(Source data)
○ ○ ○ ○ ○

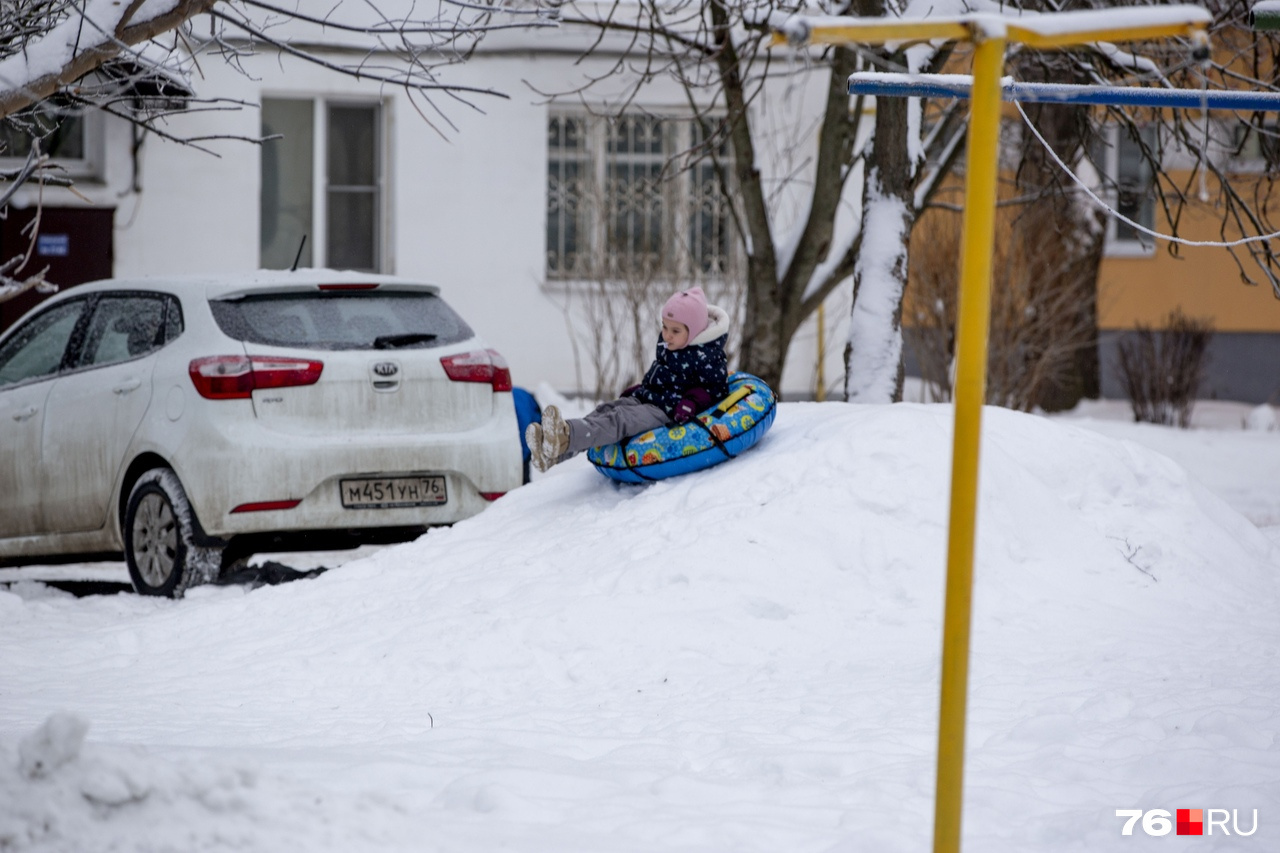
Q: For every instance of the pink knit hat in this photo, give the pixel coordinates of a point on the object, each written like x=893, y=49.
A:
x=689, y=308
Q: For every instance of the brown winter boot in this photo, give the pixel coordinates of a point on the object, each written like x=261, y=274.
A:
x=534, y=438
x=554, y=436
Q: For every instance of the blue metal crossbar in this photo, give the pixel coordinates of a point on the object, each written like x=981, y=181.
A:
x=959, y=85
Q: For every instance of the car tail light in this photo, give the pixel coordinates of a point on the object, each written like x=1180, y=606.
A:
x=237, y=377
x=266, y=506
x=479, y=365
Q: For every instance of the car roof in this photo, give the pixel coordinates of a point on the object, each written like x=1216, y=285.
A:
x=224, y=284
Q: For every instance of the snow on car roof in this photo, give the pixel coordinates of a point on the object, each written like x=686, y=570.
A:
x=222, y=284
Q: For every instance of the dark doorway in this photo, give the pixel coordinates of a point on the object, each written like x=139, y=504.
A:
x=73, y=242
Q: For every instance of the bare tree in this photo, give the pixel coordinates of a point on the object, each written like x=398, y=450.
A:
x=1037, y=327
x=714, y=50
x=131, y=59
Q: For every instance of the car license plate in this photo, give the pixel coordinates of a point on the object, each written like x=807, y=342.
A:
x=391, y=492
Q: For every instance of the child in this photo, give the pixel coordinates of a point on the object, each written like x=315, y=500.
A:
x=688, y=374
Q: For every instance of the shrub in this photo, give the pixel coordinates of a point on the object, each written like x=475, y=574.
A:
x=1161, y=370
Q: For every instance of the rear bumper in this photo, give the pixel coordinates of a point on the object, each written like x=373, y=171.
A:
x=220, y=475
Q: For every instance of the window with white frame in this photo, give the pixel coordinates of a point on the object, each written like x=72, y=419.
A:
x=1129, y=183
x=1256, y=146
x=71, y=136
x=323, y=179
x=618, y=204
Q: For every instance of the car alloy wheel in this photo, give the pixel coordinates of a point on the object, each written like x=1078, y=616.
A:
x=160, y=538
x=155, y=539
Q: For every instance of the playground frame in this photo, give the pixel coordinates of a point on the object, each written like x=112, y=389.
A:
x=991, y=35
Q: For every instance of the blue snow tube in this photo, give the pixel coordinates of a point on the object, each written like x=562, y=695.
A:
x=714, y=436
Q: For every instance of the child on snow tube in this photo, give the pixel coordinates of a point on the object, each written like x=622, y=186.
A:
x=689, y=373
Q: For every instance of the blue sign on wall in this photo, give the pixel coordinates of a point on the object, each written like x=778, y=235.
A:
x=54, y=245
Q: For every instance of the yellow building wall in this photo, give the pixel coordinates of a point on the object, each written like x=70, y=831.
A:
x=1203, y=282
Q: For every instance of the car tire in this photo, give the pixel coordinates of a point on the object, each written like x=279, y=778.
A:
x=160, y=538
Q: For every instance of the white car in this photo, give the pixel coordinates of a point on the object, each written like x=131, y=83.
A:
x=190, y=422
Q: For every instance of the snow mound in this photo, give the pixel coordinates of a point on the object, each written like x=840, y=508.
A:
x=62, y=796
x=744, y=658
x=1261, y=419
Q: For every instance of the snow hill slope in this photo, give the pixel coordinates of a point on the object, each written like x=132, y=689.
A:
x=739, y=660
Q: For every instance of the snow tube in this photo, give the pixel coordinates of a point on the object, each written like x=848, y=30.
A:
x=714, y=436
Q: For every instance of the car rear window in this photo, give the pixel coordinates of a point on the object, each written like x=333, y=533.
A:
x=328, y=320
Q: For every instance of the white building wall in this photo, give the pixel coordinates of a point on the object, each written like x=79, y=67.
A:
x=465, y=205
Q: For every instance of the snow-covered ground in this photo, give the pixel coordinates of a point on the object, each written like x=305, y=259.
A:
x=739, y=660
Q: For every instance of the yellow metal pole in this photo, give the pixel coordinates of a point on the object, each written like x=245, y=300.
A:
x=972, y=324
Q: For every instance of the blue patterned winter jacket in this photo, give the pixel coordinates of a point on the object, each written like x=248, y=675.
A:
x=699, y=364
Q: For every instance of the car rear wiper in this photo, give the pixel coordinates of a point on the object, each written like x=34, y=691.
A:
x=407, y=340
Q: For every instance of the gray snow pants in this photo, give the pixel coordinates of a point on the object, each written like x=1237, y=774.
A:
x=612, y=422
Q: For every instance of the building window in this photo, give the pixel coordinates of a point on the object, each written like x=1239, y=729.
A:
x=321, y=185
x=69, y=136
x=1256, y=147
x=630, y=197
x=1129, y=182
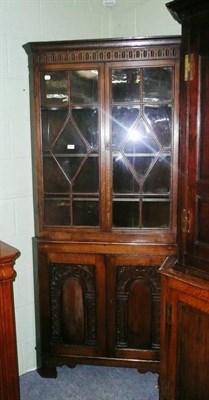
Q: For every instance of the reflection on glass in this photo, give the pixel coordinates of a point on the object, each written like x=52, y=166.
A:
x=70, y=165
x=56, y=211
x=159, y=178
x=141, y=164
x=54, y=179
x=84, y=86
x=86, y=212
x=141, y=140
x=155, y=214
x=87, y=180
x=54, y=88
x=122, y=119
x=70, y=141
x=87, y=122
x=126, y=85
x=52, y=123
x=123, y=179
x=157, y=84
x=126, y=214
x=160, y=119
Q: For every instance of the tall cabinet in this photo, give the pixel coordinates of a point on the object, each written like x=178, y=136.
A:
x=185, y=282
x=105, y=154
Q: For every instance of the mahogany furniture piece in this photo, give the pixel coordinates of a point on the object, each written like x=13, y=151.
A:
x=105, y=155
x=9, y=378
x=185, y=298
x=185, y=339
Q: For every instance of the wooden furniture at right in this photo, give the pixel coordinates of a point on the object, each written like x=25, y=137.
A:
x=185, y=282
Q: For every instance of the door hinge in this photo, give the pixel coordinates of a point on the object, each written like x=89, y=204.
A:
x=168, y=314
x=189, y=67
x=186, y=221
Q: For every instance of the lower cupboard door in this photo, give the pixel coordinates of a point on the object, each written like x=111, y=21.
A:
x=77, y=305
x=134, y=306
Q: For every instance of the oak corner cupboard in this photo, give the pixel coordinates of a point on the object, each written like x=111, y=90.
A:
x=105, y=154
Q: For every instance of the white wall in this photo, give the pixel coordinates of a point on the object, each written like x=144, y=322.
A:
x=37, y=20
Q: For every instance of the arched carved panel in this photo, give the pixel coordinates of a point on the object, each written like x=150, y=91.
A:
x=73, y=303
x=138, y=307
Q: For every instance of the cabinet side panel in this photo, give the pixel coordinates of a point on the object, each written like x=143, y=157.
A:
x=193, y=354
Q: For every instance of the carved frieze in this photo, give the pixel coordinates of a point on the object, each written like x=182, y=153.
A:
x=104, y=55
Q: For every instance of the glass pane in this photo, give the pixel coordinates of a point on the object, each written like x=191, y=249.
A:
x=141, y=165
x=122, y=119
x=158, y=181
x=84, y=86
x=54, y=88
x=87, y=180
x=140, y=140
x=54, y=178
x=160, y=118
x=56, y=211
x=123, y=180
x=126, y=213
x=155, y=214
x=52, y=123
x=87, y=121
x=125, y=85
x=86, y=212
x=157, y=84
x=70, y=141
x=70, y=165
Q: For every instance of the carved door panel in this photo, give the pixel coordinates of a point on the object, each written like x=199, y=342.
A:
x=133, y=306
x=74, y=321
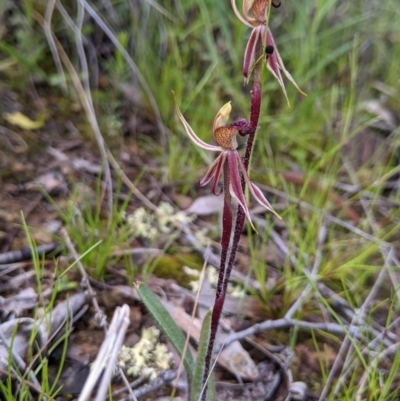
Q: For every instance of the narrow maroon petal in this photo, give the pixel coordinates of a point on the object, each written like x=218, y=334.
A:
x=236, y=185
x=256, y=192
x=249, y=53
x=275, y=64
x=217, y=174
x=212, y=170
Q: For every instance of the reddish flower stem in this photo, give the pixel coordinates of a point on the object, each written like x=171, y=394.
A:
x=226, y=268
x=220, y=293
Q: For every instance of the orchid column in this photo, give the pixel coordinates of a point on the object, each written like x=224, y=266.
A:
x=260, y=48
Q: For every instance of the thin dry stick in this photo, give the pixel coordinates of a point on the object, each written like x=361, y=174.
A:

○ ○ ○ ○ ○

### EXERCISE PROMPT
Every line above should be reproduced exactly, please, with no pictures included.

### RESULT FOR THIS TASK
Q: For every instance of the pink knit hat in this photo, give the pixel coordinates of a point on the object, each written like x=893, y=49.
A:
x=689, y=308
Q: For every instance of the brown winter boot in this photo, give the pixel coordinates of a point on the object, each written like x=261, y=274.
A:
x=534, y=438
x=554, y=436
Q: For every instance of the blue metal crossbar in this photo, give the pixel coordinates of a point on the object, each written like x=981, y=181.
A:
x=959, y=85
Q: For every instance of the car tail light in this photo, give the pixel coordinates of a point on the object, each written like x=1180, y=606.
A:
x=237, y=377
x=266, y=506
x=479, y=365
Q: For every instance of the car roof in this photo, give the pixel coordinates of a point on the object, each written like x=1216, y=285.
A:
x=224, y=284
Q: For every instance of the snow on car roof in this photo, give the pixel coordinates of a point on the object, each written like x=686, y=570.
A:
x=222, y=284
Q: For every instance of the dark doorway in this photo, give the pixel coordinates of a point on the object, each written like x=139, y=504.
A:
x=73, y=242
Q: For every instance of the bare tree in this photo, give the pixel coordinates of a point on the object, each written like x=398, y=450.
A:
x=1037, y=327
x=714, y=50
x=131, y=59
Q: For every instance of the car license plate in this photo, give the pixel coordinates of a point on the object, each written like x=807, y=342.
A:
x=391, y=492
Q: For every instance of the child in this photo, give the pixel coordinates of a point on the object, each written like x=315, y=500.
A:
x=688, y=374
Q: For every instance of the shrub in this photo, give the pixel coordinates of a point on the object, each written like x=475, y=574.
A:
x=1161, y=370
Q: For every instance of the rear bumper in this photo, give the pixel coordinates of a point on the object, each written like x=373, y=171.
A:
x=220, y=475
Q: For every instance of the window with white frame in this photo, give the pixel coordinates of a point on the object, each written like x=72, y=419.
A:
x=1129, y=183
x=1256, y=146
x=71, y=136
x=323, y=179
x=618, y=204
Q: For every instance of the car alloy wheel in this photo, give the pixel coordinates of a point on the object, each written like x=1078, y=616.
A:
x=160, y=538
x=155, y=539
Q: For every instance of the playground frame in this photo, give the pixel coordinates of a point on the object, each written like x=112, y=389.
A:
x=991, y=35
Q: For every instance of the blue snow tube in this photo, give the pixel coordinates of a point on the object, each written like x=562, y=695.
A:
x=714, y=436
Q: For every instance of the child on snow tube in this photo, give the pixel coordinates of a point on the object, each written like x=622, y=186.
A:
x=689, y=373
Q: For every instance of the blue sign on wall in this photo, give the pixel coordinates of a point on the object, each written like x=778, y=235.
A:
x=54, y=245
Q: For every instance of the yellow building wall in this photo, give the pixel coordinates of a point on the object, each written like x=70, y=831.
A:
x=1203, y=282
Q: For every instance of the car tire in this photo, give the pixel coordinates of a point on the object, each written like x=279, y=778.
A:
x=160, y=538
Q: For every instance of the white car in this photo, give the pixel coordinates of a point on the object, each written like x=131, y=83.
A:
x=190, y=422
Q: For every instance of the snow mound in this photo, give the pixel coordinates of a point on the object, each written like x=840, y=508.
A:
x=62, y=796
x=744, y=658
x=1261, y=419
Q: For every instance of the snow hill slope in this photo, give the pixel coordinates of a point on the object, each written like x=132, y=689.
A:
x=739, y=660
Q: For every instance of the snow tube in this photo, give the pixel coordinates of a point on the object, each written like x=848, y=30.
A:
x=714, y=436
Q: For every instance of the car rear window in this photo, give the pixel coordinates of a point on the object, each written like x=333, y=533.
A:
x=328, y=320
Q: For every instance of the white building wall in this photo, give the pixel coordinates of a point on the object, each written like x=79, y=67.
A:
x=465, y=205
Q: For every instance of the snow-covered ground in this photo, give the pixel coordinates of a point on the object, each written like x=305, y=259.
A:
x=739, y=660
Q: For every instance of the yellow metal pole in this photo, give the pixel coordinates of a point on the object, each written like x=245, y=300.
A:
x=972, y=324
Q: For every instance of the blue patterned winter jacket in this photo, give the pixel coordinates of a point on the object, each written like x=248, y=675.
A:
x=699, y=364
Q: For every instance of the car rear wiper in this photo, give the pixel coordinates of a point on the object, each written like x=34, y=691.
A:
x=407, y=340
Q: For every instance of the gray snow pants in this photo, give the pixel coordinates of a point on the object, each written like x=1237, y=774.
A:
x=612, y=422
Q: For every instance of the building window in this photo, give the pixel coordinates of a point on the object, each written like x=1239, y=729.
A:
x=321, y=185
x=69, y=136
x=1256, y=147
x=630, y=197
x=1129, y=182
Q: For every instance of the reflection on glass in this photo, give the pixel coordinates of a point on the object, each written like x=52, y=166.
A:
x=70, y=165
x=56, y=211
x=159, y=178
x=141, y=164
x=54, y=179
x=84, y=86
x=86, y=212
x=141, y=140
x=155, y=214
x=87, y=180
x=54, y=88
x=122, y=119
x=70, y=141
x=87, y=122
x=126, y=85
x=52, y=123
x=123, y=179
x=157, y=84
x=126, y=214
x=160, y=119
Q: For every instance of the tall cabinet in this photo, give the pixel coordinates of a point on the object, each written like x=178, y=136.
A:
x=185, y=282
x=105, y=154
Q: For every instance of the mahogany furniture piece in this photo, give the pixel coordinates of a point on the object, each written like x=13, y=151.
A:
x=105, y=155
x=9, y=378
x=185, y=298
x=185, y=339
Q: For every instance of the wooden furniture at right in this photo, give the pixel coordinates of a point on the object, each written like x=25, y=137.
A:
x=185, y=282
Q: For every instance of the door hinge in this photo, give the pixel coordinates of a point on the object, each written like x=89, y=204.
A:
x=168, y=314
x=189, y=67
x=186, y=221
Q: For every instance of the lower cupboard door in this photo, give the pixel coordinates of a point on the object, each written like x=111, y=21.
A:
x=77, y=305
x=134, y=306
Q: For every instance of the oak corner cupboard in this photo, give the pixel coordinates of a point on the object, each written like x=111, y=90.
A:
x=105, y=154
Q: For every instance of the white wall in this photo, give the pixel coordinates of a point on the object, each written like x=144, y=322.
A:
x=37, y=20
Q: For every instance of the arched carved panel in this photo, give the pixel coordinates of a point on the object, each written like x=150, y=91.
A:
x=73, y=303
x=138, y=307
Q: For every instance of the cabinet side panel in this photo, give the pixel coordinates of a point on the object, each written like x=143, y=157.
A:
x=193, y=354
Q: For every instance of the carved frieze in this photo, give the pixel coordinates of a point on the object, each written like x=182, y=153.
A:
x=104, y=55
Q: For every instance of the glass pane in this photo, give the pixel coordinates of a point on the object, each written like x=191, y=249.
A:
x=141, y=165
x=122, y=119
x=158, y=181
x=84, y=86
x=54, y=88
x=87, y=180
x=140, y=140
x=54, y=178
x=160, y=118
x=56, y=211
x=123, y=180
x=126, y=213
x=155, y=214
x=52, y=123
x=87, y=121
x=125, y=85
x=86, y=212
x=157, y=84
x=70, y=141
x=70, y=165
Q: For every instance of the carved door panel in this photo, give the pixel coordinates of a point on the object, each written like x=199, y=342.
A:
x=133, y=306
x=74, y=321
Q: For every instance of the narrow maroon petal in this photo, give the pixel coordinates of a point on the object, each written like x=218, y=334.
A:
x=236, y=185
x=256, y=192
x=249, y=53
x=275, y=64
x=217, y=174
x=212, y=170
Q: For every instance of the reddish flower stem in this photo, give the pixel coordinates of a point on the object, each written like x=171, y=394.
A:
x=226, y=268
x=220, y=293
Q: For every instance of the orchid column in this photo, give the pixel coordinates of a point on the object, each written like x=224, y=266.
A:
x=260, y=48
Q: For every instance of the thin dry stick in this photo, give the pixel coordinates of a point on the object, each written like x=361, y=174.
A:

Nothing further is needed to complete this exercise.